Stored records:
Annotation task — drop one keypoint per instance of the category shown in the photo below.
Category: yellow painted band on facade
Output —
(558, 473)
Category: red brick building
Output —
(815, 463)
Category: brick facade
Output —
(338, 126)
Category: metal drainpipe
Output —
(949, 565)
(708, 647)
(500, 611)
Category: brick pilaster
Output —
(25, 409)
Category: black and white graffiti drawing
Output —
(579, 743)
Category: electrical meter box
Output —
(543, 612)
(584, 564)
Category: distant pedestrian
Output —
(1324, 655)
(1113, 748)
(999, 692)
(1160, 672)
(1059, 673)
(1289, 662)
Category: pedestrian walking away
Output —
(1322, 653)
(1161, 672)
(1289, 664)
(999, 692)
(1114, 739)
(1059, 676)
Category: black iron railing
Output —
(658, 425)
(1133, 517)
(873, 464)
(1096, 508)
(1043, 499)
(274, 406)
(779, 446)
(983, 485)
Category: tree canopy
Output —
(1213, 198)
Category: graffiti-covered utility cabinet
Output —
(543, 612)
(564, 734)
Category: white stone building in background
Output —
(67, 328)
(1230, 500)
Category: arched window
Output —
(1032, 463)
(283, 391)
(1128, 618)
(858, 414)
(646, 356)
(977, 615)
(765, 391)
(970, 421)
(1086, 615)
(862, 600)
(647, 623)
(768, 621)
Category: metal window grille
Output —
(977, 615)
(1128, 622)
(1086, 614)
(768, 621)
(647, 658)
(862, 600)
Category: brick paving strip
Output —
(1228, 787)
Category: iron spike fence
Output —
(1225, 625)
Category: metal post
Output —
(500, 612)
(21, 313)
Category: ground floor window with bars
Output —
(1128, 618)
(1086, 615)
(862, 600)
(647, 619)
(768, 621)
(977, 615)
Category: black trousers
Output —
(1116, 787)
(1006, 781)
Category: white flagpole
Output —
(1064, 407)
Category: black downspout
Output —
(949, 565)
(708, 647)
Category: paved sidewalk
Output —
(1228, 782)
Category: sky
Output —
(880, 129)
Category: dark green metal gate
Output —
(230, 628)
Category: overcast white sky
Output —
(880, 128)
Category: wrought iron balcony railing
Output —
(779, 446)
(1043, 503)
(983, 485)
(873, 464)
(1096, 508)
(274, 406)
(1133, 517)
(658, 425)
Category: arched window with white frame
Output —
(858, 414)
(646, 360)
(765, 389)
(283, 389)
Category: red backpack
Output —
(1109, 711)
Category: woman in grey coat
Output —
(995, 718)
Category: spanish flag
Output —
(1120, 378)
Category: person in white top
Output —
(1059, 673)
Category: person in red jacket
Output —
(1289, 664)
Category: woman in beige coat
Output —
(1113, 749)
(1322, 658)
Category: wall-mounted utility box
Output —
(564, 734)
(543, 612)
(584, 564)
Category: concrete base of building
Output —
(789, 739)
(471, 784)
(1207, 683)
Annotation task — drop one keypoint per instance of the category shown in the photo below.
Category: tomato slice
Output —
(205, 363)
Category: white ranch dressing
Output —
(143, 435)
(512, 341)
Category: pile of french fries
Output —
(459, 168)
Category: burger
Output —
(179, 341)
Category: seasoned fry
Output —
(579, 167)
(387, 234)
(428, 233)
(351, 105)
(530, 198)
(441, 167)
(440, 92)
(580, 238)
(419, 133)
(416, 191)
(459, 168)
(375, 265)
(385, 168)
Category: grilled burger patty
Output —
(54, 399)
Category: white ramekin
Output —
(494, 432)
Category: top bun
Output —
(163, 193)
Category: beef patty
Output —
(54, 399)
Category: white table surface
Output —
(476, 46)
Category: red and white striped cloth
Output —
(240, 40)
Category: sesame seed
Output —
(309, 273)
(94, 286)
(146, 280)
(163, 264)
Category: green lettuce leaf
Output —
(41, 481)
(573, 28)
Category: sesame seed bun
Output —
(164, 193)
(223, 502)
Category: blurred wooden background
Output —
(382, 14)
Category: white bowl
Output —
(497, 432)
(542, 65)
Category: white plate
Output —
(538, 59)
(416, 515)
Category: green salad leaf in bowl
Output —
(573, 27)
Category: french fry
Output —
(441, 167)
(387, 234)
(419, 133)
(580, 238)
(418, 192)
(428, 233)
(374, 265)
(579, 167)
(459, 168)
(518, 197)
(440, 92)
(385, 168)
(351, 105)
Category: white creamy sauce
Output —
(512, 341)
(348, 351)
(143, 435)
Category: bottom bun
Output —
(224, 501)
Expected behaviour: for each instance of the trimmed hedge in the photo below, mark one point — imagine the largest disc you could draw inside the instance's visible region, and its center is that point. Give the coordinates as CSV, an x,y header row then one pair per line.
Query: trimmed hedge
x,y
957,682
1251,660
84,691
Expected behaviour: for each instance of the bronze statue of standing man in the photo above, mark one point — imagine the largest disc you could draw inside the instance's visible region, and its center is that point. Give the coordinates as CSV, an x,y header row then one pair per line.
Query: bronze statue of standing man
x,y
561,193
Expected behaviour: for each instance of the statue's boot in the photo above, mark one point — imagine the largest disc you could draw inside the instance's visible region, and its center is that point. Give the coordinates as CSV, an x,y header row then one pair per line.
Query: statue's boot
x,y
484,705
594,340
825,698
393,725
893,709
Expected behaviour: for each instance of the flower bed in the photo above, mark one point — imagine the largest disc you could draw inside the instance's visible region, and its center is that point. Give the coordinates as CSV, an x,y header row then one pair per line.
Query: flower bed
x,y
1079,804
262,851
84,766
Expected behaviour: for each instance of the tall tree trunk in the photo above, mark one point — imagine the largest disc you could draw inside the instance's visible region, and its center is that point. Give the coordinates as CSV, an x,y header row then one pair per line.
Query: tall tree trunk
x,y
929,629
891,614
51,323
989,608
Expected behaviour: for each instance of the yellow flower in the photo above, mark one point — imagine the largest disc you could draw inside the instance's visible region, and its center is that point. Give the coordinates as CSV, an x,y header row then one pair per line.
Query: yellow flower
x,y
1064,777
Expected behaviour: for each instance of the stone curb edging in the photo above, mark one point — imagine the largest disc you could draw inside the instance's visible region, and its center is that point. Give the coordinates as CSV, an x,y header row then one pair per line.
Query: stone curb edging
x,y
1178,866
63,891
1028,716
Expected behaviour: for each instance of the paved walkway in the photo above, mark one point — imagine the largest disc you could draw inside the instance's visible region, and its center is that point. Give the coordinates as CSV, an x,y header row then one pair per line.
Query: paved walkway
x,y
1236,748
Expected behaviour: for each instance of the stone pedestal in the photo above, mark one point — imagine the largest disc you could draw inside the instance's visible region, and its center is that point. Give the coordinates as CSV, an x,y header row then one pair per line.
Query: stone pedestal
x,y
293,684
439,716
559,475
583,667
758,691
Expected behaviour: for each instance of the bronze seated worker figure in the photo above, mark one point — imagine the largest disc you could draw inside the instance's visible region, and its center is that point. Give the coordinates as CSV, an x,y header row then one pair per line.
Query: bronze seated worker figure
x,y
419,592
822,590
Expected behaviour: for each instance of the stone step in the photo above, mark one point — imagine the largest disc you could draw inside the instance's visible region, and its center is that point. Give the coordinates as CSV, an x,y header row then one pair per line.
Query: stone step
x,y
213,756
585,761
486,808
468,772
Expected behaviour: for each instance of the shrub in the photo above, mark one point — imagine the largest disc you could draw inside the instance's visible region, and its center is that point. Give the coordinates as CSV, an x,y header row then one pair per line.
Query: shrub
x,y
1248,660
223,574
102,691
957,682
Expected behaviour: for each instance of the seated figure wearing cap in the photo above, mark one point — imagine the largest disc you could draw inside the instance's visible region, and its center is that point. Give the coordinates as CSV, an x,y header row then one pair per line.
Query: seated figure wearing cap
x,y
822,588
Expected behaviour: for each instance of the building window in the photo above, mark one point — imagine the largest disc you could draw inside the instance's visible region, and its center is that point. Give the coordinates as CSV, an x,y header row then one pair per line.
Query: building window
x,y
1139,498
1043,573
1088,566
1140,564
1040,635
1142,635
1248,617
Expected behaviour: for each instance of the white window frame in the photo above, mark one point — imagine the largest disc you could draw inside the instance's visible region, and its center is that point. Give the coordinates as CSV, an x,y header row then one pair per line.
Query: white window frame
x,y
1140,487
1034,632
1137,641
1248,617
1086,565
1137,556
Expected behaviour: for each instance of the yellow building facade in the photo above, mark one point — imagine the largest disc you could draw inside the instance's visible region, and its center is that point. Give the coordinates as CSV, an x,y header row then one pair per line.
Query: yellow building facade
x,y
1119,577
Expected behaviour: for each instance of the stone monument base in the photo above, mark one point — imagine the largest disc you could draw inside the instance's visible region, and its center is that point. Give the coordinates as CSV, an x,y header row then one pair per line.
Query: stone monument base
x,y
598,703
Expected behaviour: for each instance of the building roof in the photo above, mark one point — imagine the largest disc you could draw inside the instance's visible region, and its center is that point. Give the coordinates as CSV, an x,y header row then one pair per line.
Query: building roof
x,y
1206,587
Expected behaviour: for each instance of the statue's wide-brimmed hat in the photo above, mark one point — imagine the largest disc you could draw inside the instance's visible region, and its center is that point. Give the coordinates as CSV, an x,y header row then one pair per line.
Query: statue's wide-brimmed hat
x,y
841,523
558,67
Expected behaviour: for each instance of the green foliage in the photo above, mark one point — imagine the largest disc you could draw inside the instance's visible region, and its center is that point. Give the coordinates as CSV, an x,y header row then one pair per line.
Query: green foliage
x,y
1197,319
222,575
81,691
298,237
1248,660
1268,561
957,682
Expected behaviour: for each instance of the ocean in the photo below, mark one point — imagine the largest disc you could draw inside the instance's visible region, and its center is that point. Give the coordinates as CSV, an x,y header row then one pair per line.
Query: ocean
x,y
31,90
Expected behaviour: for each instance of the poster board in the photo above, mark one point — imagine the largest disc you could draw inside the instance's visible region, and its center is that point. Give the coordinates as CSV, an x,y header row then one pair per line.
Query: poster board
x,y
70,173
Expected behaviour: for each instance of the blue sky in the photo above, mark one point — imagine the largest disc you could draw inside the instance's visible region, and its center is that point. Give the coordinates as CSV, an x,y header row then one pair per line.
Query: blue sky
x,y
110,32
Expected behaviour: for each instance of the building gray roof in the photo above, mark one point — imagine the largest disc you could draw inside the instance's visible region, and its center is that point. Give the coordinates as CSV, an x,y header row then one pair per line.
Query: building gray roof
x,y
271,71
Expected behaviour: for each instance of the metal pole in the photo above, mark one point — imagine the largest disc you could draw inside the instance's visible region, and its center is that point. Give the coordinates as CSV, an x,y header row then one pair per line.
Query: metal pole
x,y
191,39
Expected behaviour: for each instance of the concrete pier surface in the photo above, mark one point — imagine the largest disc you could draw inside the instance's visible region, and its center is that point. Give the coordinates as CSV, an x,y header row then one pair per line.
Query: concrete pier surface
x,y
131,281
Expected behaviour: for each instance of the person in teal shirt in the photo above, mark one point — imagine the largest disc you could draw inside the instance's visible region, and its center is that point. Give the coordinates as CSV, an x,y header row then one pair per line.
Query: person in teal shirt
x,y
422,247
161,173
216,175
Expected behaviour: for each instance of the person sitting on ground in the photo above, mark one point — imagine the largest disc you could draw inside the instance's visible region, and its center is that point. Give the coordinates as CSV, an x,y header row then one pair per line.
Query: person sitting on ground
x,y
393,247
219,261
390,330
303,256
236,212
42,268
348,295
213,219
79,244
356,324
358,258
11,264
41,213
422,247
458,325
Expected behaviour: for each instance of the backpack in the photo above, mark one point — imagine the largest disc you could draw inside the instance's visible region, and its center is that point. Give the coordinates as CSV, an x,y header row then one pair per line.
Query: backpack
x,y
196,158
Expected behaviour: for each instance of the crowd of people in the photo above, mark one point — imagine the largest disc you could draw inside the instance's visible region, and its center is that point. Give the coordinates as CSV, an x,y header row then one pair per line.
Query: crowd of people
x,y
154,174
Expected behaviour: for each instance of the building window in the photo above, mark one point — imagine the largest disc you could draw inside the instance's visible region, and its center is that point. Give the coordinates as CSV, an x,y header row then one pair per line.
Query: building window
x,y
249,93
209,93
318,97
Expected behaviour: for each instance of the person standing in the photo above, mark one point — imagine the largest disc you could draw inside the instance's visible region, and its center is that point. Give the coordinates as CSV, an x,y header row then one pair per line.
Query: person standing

- **Given exercise**
Print nothing but the lines from the line with "Expected behaviour: for each instance of the crowd" to the last line of the records above. Both of those lines count.

- **The output**
Expected behaviour: for each instance of the crowd of people in the photo above, mark one point — imagine the largest disc you could draw inside the instance's visible region, and its center is that point. Give the coordinates as CSV, an x,y header row then one pair per line.
Query: crowd of people
x,y
154,174
Expected behaviour: for each instance of the building window in the photo above, mark one point — imagine the largest disc you could draw inside the instance's visible region, and its center is that point. Give the coordinates as CSV, an x,y header row then one pair per line.
Query: building window
x,y
249,93
209,93
318,97
Expected behaviour: for each instance of the person standing in the photo above, mark one point — imagine the largest disc you could draw inside the instance's visible region, and its center is that point. Give the coordinates as CSV, an x,y header row then one pair per line.
Query: person standing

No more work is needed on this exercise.